**DOKUMENTAUSSCHNITT:**

Parlamentskorrespondenz Nr. 442 vom 31.05.2005

HAUBNER WILL STEUERLICHE ABSETZBARKEIT VON KINDERBETREUUNGSKOSTEN

Aktuelle Aussprache im Familienausschuss des Nationalrats

Wien (PK) - Sozialministerin Ursula Haubner sprach sich in der heutigen Sitzung des Familienausschusses für eine weitere steuerliche Entlastung von Familien aus. Insbesondere geht es ihr um die steuerliche Absetzbarkeit von Kinderbetreuungskosten, und zwar sowohl für häusliche als auch für außerhäusliche Kinderbetreuung. Haubner erwartet sich, dass eine solcher Schritt bei der nächsten Steuerreform umgesetzt wird. Verhandlungen mit dem Finanzminister führt sie außerdem, wie sie erklärte, über eine Anhebung der Mindestpension.

Von den Abgeordneten wurde die Frage der Absetzbarkeit von Kinderbetreuungskosten unterschiedlich beurteilt. Während ÖVP-Familiensprecherin Ridi Steibl darauf hinwies, dass dies eine langjährige Forderung ihrer Partei sei, zeigten sich SPÖ und Grüne eher skeptisch. Sie fürchten, dass dann weniger Geld für Kinderbetreuungseinrichtungen zur Verfügung stehen würde. Wenn Geld vorhanden sei, sollte es prioritär für den Ausbau von Kinderbetreuungseinrichtungen eingesetzt werden, sagte etwa SPÖ-Familiensprecherin Andrea Kuntzl.

**ÜBUNGSZIEL:**
Setzen Sie die Meldung über die Aussprache im Familienausschuss zu den Kinderbetreuungskosten nach ihrem letzten Satz fort.

**GESPEICHERTE DATEN:**
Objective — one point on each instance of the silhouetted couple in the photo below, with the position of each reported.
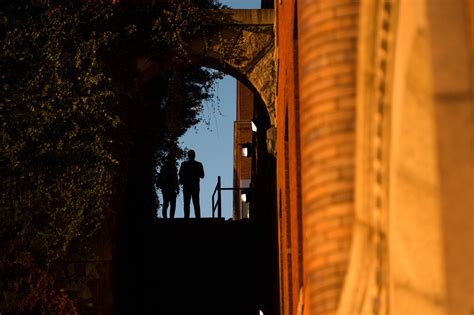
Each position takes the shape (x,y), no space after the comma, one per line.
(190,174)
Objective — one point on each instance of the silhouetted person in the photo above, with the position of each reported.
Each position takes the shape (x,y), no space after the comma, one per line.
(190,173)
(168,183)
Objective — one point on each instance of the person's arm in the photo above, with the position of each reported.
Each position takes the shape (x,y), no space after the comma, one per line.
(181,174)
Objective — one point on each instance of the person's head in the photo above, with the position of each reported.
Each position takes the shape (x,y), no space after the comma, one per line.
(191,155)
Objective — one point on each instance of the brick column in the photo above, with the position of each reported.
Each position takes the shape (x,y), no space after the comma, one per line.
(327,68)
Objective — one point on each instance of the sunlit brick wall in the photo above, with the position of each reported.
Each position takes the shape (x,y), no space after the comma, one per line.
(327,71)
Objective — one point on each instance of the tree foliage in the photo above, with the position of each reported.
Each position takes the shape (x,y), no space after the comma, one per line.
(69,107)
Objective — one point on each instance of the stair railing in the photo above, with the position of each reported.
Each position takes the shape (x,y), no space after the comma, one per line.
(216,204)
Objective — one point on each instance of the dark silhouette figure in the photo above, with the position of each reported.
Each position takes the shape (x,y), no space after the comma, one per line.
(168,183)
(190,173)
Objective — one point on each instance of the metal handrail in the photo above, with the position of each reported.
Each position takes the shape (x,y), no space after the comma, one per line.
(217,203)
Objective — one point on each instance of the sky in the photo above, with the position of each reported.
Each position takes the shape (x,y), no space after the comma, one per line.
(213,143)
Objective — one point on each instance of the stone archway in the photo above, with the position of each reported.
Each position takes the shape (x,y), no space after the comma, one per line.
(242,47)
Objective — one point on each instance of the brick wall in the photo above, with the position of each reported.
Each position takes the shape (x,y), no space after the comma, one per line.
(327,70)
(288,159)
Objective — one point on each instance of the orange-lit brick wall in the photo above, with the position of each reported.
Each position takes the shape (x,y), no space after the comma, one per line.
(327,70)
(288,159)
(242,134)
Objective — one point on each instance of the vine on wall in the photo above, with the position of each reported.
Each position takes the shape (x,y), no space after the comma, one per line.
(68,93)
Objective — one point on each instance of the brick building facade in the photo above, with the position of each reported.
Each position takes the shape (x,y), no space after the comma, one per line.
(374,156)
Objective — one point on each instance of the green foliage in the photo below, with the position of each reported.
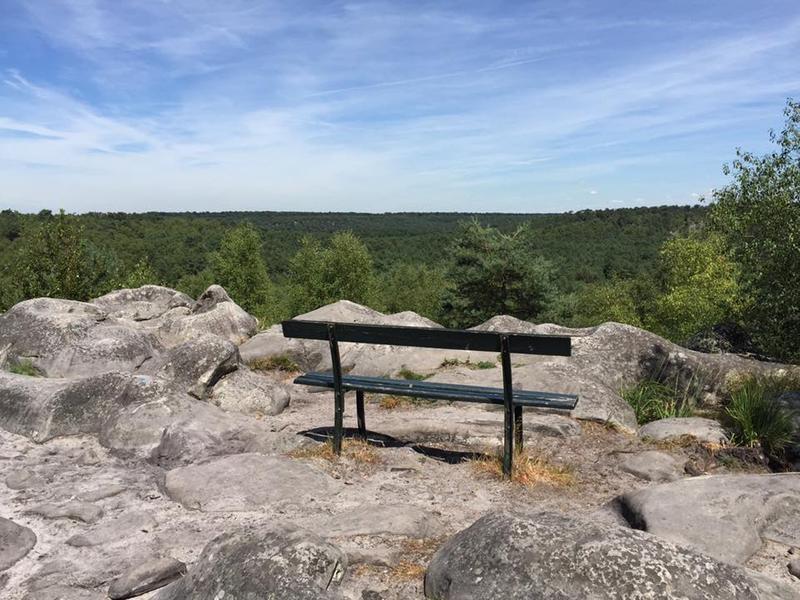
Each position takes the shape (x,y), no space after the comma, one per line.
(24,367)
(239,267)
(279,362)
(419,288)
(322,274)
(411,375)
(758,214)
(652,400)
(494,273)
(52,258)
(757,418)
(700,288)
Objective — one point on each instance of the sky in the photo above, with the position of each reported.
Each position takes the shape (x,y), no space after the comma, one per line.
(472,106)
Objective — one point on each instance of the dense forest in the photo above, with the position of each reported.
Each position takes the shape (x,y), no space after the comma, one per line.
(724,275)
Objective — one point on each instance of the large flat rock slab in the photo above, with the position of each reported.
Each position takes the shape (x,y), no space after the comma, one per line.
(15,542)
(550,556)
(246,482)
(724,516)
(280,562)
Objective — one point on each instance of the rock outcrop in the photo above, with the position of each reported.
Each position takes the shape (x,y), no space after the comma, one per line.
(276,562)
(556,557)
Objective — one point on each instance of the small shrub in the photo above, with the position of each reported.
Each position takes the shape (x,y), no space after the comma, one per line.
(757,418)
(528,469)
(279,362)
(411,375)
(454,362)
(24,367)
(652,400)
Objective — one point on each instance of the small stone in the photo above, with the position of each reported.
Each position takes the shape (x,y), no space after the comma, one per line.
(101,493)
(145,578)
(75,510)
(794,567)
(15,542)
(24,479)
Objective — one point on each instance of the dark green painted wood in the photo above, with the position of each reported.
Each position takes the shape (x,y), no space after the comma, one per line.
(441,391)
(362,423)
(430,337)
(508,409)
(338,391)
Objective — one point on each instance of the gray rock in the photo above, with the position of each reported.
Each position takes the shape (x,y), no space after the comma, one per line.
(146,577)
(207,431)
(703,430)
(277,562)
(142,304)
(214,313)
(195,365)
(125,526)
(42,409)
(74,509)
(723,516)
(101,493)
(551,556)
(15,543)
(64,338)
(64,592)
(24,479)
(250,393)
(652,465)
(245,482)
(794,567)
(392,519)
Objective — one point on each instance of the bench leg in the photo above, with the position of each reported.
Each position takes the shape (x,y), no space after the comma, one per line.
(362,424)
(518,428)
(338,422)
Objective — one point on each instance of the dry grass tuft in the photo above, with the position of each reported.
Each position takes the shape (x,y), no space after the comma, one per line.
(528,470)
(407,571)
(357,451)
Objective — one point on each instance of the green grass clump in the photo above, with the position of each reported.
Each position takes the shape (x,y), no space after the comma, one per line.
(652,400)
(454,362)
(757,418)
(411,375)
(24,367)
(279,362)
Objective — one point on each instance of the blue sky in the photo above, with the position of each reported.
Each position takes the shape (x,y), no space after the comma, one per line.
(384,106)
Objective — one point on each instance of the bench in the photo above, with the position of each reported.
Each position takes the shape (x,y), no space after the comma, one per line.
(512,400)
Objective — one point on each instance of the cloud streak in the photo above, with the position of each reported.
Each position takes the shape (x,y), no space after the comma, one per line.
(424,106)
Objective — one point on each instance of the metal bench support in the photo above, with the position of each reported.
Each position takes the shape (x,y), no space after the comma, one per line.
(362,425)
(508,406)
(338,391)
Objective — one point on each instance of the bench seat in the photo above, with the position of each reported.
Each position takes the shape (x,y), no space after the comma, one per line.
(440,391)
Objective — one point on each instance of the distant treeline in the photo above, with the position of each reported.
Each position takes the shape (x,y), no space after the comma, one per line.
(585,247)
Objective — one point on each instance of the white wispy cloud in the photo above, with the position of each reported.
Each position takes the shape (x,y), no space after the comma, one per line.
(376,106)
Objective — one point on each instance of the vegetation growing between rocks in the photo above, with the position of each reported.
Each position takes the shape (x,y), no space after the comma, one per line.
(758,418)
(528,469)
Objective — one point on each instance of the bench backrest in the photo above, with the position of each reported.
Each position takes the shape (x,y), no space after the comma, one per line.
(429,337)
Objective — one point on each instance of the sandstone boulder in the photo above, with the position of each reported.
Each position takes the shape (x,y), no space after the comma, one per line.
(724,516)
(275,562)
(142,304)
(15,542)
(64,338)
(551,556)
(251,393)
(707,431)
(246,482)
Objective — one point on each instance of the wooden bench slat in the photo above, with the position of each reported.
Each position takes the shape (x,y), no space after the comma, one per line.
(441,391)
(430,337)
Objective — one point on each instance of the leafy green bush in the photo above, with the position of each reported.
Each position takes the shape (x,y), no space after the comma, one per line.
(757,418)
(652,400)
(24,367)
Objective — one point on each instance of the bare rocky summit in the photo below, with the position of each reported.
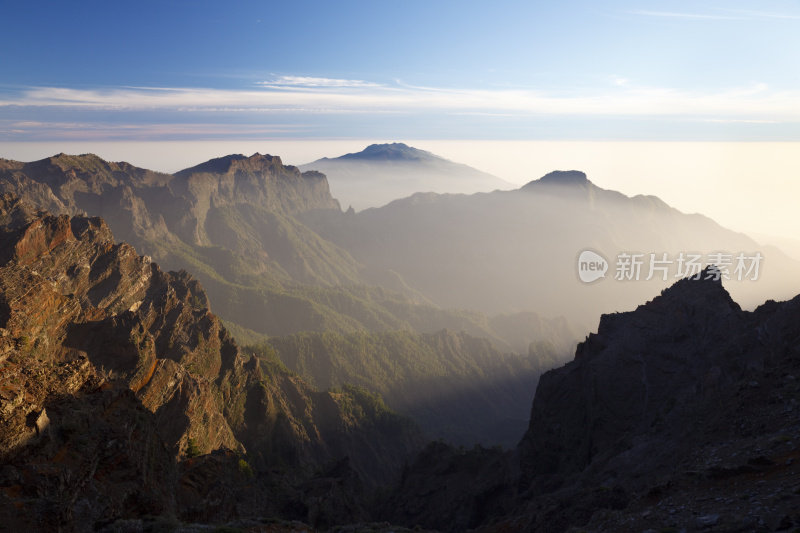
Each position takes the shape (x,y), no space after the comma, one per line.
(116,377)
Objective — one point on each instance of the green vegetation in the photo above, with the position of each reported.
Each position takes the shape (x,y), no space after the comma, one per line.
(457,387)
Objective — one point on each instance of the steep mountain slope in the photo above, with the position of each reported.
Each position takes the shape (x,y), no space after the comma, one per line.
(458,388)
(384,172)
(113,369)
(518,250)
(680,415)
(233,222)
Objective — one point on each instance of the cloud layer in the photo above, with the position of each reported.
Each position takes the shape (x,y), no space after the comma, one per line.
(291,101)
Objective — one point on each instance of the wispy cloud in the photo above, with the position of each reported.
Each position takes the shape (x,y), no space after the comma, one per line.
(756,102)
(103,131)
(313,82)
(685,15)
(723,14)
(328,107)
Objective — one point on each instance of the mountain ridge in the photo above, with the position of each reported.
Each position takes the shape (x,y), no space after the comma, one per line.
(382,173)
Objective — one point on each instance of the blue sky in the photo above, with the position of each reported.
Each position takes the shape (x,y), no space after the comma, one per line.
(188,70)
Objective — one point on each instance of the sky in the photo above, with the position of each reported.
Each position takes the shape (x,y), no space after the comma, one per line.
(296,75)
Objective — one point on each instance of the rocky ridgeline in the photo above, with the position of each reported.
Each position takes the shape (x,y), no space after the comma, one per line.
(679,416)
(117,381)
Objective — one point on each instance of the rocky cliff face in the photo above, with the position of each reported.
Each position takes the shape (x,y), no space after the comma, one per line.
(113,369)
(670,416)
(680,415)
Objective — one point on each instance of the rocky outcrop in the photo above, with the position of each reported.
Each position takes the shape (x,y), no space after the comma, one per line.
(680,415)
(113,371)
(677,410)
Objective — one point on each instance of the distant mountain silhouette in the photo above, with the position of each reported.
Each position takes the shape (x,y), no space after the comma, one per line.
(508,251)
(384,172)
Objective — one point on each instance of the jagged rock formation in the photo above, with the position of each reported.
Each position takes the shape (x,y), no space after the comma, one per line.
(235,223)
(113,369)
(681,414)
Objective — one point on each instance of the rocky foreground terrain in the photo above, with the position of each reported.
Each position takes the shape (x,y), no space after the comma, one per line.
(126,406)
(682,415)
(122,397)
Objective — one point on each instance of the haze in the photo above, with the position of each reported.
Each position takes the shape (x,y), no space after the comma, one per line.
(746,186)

**ERGEBNIS:**
Im Mittelpunkt der Aussprache über aktuelle Fragen aus dem Arbeitsbereich des Familienausschusses standen der kürzlich vorgelegte Zwischenbericht über die Auswirkungen und die Akzeptanz des Kinderbetreuungsgeldes sowie eine Studienreise von Sozialministerin Ursula Haubner und FamilienpolitikerInnen aller Fraktionen nach Schweden und Finnland. Abgeordnete Andrea Kuntzl (S) warf der Sozialministerin vor, die Ergebnisse des Zwischenberichts zu beschönigen, und verwies auf eine Studie der Arbeiterkammer, wonach 80 % der Eltern für eine Flexibilisierung des Kinderbetreuungsgeldes seien. Für sie ist es überdies Tatsache, dass ein immer größerer Teil der Frauen nach der Karenz den Wiedereinstieg in ihren alten Beruf nicht schafft.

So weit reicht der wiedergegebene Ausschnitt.